■ **Exercise instructions**
Reproduce every one of the rows below word for word, keeping each line as it stands.

■ **Excerpted records**
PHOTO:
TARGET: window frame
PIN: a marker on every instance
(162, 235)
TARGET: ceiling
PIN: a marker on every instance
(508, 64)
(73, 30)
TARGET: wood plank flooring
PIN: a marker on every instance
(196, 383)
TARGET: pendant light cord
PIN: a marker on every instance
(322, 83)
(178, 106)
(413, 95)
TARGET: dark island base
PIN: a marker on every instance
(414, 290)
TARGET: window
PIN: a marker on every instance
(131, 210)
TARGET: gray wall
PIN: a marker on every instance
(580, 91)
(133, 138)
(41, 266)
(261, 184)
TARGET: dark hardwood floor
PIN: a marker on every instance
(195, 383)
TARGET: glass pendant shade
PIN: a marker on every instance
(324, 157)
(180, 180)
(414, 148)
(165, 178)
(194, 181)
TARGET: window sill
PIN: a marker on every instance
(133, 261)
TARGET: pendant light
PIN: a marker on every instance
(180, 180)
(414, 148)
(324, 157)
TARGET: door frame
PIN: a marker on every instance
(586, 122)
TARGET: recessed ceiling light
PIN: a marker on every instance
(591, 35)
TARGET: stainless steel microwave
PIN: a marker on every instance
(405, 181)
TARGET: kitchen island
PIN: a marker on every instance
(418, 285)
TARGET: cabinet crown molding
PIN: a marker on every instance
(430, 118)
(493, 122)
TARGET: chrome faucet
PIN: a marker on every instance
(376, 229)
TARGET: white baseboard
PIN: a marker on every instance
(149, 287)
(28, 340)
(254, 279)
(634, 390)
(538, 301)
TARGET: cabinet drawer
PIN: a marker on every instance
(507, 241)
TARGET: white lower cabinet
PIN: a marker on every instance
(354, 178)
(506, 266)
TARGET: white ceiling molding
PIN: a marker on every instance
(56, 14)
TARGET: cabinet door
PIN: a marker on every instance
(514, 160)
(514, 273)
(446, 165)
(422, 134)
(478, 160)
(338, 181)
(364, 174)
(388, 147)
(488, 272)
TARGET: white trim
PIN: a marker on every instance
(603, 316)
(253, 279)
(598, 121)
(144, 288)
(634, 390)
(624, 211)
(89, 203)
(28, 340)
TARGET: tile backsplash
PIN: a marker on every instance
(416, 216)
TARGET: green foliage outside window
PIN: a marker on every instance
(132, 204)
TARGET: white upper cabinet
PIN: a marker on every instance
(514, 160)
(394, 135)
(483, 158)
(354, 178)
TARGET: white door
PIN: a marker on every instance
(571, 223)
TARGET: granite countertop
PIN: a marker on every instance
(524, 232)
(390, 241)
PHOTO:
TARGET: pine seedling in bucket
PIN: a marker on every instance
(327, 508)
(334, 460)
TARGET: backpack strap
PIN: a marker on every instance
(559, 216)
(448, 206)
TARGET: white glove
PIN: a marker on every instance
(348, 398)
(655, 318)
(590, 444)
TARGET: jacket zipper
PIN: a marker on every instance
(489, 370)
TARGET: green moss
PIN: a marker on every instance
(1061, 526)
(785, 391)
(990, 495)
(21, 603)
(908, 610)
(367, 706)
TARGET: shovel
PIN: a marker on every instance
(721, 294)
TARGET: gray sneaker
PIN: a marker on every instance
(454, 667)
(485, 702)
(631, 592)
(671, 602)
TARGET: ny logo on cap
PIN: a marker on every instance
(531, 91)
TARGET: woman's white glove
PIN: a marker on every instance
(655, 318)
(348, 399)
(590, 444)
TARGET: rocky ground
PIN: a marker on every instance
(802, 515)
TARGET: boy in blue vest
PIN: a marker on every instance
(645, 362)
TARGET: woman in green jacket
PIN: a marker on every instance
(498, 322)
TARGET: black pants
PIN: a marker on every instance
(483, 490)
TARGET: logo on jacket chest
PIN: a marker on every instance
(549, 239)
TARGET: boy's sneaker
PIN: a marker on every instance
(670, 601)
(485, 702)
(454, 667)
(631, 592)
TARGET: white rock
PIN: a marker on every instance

■ **The output**
PHOTO:
TARGET: window frame
PIN: a marker on every instance
(162, 235)
TARGET: ceiling
PIN: a marker on every instance
(508, 64)
(73, 30)
TARGET: wood plank flooring
PIN: a marker on every instance
(196, 383)
TARGET: pendant light cord
PIN: a marker on every instance
(322, 83)
(178, 106)
(413, 95)
TARGET: dark island base
PIN: a marker on every instance
(414, 290)
TARGET: window
PIN: a marker on every instance
(131, 210)
TARGET: gray wall
PIN: a marker on every instance
(580, 91)
(133, 138)
(41, 266)
(261, 184)
TARGET: dark hardwood floor
PIN: a marker on every instance
(195, 383)
TARGET: glass pendant shade
PIN: a marker on every instance
(324, 157)
(180, 180)
(414, 148)
(165, 178)
(194, 181)
TARGET: window sill
PIN: a marker on every instance
(133, 261)
TARGET: pendant light
PIN: a marker on every instance
(180, 180)
(414, 148)
(324, 157)
TARGET: door frame
PIN: a marker on every instance
(586, 122)
TARGET: recessed ceiling light
PIN: a marker on every instance
(591, 35)
TARGET: stainless steel microwave
PIN: a marker on every instance
(405, 181)
TARGET: kitchen island
PIN: a marker on every instance
(418, 285)
TARGET: cabinet crown molding
PIN: a marker on every instance
(430, 118)
(493, 122)
TARGET: chrome faucet
PIN: a marker on every instance
(376, 229)
TARGET: white baseboard
PIN: a marker on every instance
(149, 287)
(28, 340)
(254, 279)
(634, 390)
(538, 301)
TARGET: cabinet drawer
PIN: a marker on every instance
(507, 241)
TARGET: white lower cabinet
PIN: a marker on every instance
(354, 178)
(506, 266)
TARGET: white ceiling molding
PIN: a marker on every instance
(56, 14)
TARGET: cabinet door
PIN: a marker on every instance
(514, 160)
(514, 273)
(446, 165)
(422, 134)
(478, 160)
(338, 181)
(364, 174)
(388, 147)
(488, 272)
TARGET: white trim
PIN: a marker on every instance
(603, 316)
(253, 279)
(598, 121)
(144, 288)
(634, 390)
(624, 211)
(89, 203)
(28, 340)
TARGET: tile backsplash
PIN: a marker on every instance
(416, 216)
TARGET: green foliage outside window
PIN: a marker on every instance
(132, 204)
TARGET: white upper cabinet
PIN: a marker on every instance
(514, 160)
(394, 135)
(483, 158)
(354, 178)
TARGET: white door
PIN: a marker on every instance
(571, 223)
TARGET: granite countertop
PIN: a marker on every instance
(524, 232)
(390, 241)
PHOTO:
TARGET: pine seedling in bucket
PIN: a marker on every instance
(327, 508)
(334, 460)
TARGET: backpack strap
PIN: a marker on every instance
(559, 216)
(448, 206)
TARGET: white glove
PIN: a marker on every instance
(348, 398)
(655, 318)
(590, 444)
TARGET: jacket zipper
PIN: a marker on every instance
(489, 370)
TARGET: green moss
PIN: a marker on every instance
(1061, 526)
(785, 391)
(990, 495)
(21, 603)
(908, 610)
(367, 706)
TARGET: shovel
PIN: a marker on every instance
(721, 294)
TARGET: gray sneaker
PIN: a marker on every instance
(454, 667)
(485, 702)
(631, 592)
(671, 602)
TARGET: ny logo on cap
PIN: a marker on every instance
(531, 91)
TARGET: woman's white glove
PIN: a marker on every instance
(655, 318)
(348, 399)
(590, 444)
TARGET: rocky ground
PIN: a marker on every instance
(802, 515)
TARGET: boy in blue vest
PIN: a marker on every instance
(645, 362)
TARGET: woman in green jacket
PIN: a marker on every instance
(498, 322)
TARGET: black pants
PIN: a marker on every instance
(483, 490)
TARGET: logo on jacket chest
PIN: a marker on every instance
(549, 239)
TARGET: boy's sneaker
PIN: a marker on every instance
(670, 601)
(485, 702)
(454, 667)
(631, 592)
TARGET: white rock
PIN: a marker on every instance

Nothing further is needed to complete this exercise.